Named-object pointing records

+-------+

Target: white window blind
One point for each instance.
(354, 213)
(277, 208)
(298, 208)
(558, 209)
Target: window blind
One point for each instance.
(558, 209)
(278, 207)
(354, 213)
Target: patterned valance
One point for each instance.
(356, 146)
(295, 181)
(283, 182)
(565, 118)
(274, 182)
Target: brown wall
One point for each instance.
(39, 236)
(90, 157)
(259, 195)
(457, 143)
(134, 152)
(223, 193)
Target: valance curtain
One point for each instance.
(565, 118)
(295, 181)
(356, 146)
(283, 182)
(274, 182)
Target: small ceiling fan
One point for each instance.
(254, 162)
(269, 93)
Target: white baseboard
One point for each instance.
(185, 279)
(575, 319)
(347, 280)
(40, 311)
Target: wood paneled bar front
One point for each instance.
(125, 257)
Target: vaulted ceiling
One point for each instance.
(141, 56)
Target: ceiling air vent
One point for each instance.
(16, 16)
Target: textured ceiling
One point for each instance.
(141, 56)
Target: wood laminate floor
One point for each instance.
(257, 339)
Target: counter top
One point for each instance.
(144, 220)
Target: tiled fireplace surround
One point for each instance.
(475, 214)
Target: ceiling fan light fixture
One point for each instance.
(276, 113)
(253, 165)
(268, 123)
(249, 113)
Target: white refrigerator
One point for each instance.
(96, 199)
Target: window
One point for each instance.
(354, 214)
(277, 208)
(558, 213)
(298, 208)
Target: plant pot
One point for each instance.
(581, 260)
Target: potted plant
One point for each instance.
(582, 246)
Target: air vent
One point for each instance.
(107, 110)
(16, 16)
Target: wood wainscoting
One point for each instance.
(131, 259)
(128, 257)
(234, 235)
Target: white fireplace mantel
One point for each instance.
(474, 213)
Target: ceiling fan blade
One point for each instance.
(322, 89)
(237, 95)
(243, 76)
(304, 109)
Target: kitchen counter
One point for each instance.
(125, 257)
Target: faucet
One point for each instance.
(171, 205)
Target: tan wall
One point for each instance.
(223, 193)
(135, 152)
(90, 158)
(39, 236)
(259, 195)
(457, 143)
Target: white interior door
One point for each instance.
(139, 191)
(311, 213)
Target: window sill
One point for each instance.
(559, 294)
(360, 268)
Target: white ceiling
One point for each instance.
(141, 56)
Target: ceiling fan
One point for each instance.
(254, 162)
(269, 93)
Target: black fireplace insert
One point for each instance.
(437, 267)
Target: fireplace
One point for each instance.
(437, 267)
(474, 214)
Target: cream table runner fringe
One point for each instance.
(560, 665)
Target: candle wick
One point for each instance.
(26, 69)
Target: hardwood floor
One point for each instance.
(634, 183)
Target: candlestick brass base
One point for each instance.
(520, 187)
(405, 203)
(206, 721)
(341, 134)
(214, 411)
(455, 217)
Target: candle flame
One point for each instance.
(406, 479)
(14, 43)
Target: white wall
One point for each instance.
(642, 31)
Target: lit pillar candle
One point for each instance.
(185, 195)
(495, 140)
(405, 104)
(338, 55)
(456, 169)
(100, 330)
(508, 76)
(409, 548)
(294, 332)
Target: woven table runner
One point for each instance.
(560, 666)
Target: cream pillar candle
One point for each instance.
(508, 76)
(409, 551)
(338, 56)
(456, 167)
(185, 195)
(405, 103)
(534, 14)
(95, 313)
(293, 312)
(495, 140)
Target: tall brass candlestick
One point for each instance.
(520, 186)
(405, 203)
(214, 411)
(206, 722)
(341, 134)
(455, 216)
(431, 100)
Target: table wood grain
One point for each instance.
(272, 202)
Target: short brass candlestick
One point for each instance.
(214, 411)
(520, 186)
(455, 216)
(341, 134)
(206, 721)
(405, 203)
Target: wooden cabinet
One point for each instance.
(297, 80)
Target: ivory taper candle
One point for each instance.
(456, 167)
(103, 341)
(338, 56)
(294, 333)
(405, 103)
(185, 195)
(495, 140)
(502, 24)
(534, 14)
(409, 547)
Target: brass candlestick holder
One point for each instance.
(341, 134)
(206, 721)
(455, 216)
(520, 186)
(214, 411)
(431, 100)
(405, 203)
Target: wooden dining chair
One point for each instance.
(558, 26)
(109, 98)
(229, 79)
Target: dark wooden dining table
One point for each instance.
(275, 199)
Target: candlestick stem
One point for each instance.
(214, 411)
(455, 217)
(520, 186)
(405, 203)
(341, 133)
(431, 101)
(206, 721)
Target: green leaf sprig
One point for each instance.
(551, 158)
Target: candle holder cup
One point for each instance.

+-------+

Extract exactly the lines between the line containing "Target: fireplace" and the end of the data, including both.

WRITTEN ANSWER:
Target: fireplace
One point for each instance.
(437, 267)
(474, 214)
Target: cream table runner fringe
One point for each instance.
(560, 665)
Target: candle wick
One point for each instance.
(26, 69)
Target: hardwood floor
One point for each instance.
(634, 183)
Target: candlestick brass base
One point for each instance.
(520, 187)
(405, 203)
(206, 721)
(341, 134)
(214, 411)
(455, 217)
Target: candle flame
One point for each instance.
(406, 479)
(14, 43)
Target: white wall
One point for each instance.
(642, 31)
Target: lit pillar candle
One point for each instance.
(185, 195)
(495, 140)
(405, 104)
(338, 55)
(456, 169)
(100, 330)
(508, 76)
(409, 548)
(294, 332)
Target: woven table runner
One point for each instance.
(560, 666)
Target: cream pillar candle
One point for each instance.
(508, 76)
(409, 551)
(338, 56)
(456, 167)
(185, 195)
(405, 103)
(534, 14)
(95, 313)
(293, 312)
(495, 140)
Target: tall brass candlestick
One point for each instance.
(520, 186)
(405, 203)
(214, 411)
(206, 722)
(341, 134)
(455, 216)
(431, 100)
Target: table wood grain
One point for each instance.
(272, 202)
Target: short brass candlestick
One point for each instance.
(214, 411)
(520, 186)
(455, 216)
(341, 134)
(206, 721)
(405, 203)
Target: wooden cabinet
One point for each instance.
(297, 80)
Target: ivory taper candle
One point for each instance.
(456, 167)
(103, 341)
(338, 56)
(294, 333)
(405, 103)
(185, 195)
(495, 140)
(502, 24)
(534, 14)
(409, 547)
Target: brass candlestick holder
One point for each instance.
(341, 134)
(206, 721)
(455, 216)
(520, 186)
(214, 411)
(431, 100)
(405, 203)
Target: wooden dining chair
One point for each instance.
(558, 26)
(109, 98)
(229, 79)
Target: dark wooden dining table
One point for each instance.
(275, 199)
Target: candlestick stem
One point for each instance.
(214, 411)
(455, 217)
(520, 186)
(405, 203)
(341, 133)
(431, 101)
(206, 721)
Target: green leaf sprig
One point for each instance.
(551, 158)
Target: candle holder cup
One point for each instance.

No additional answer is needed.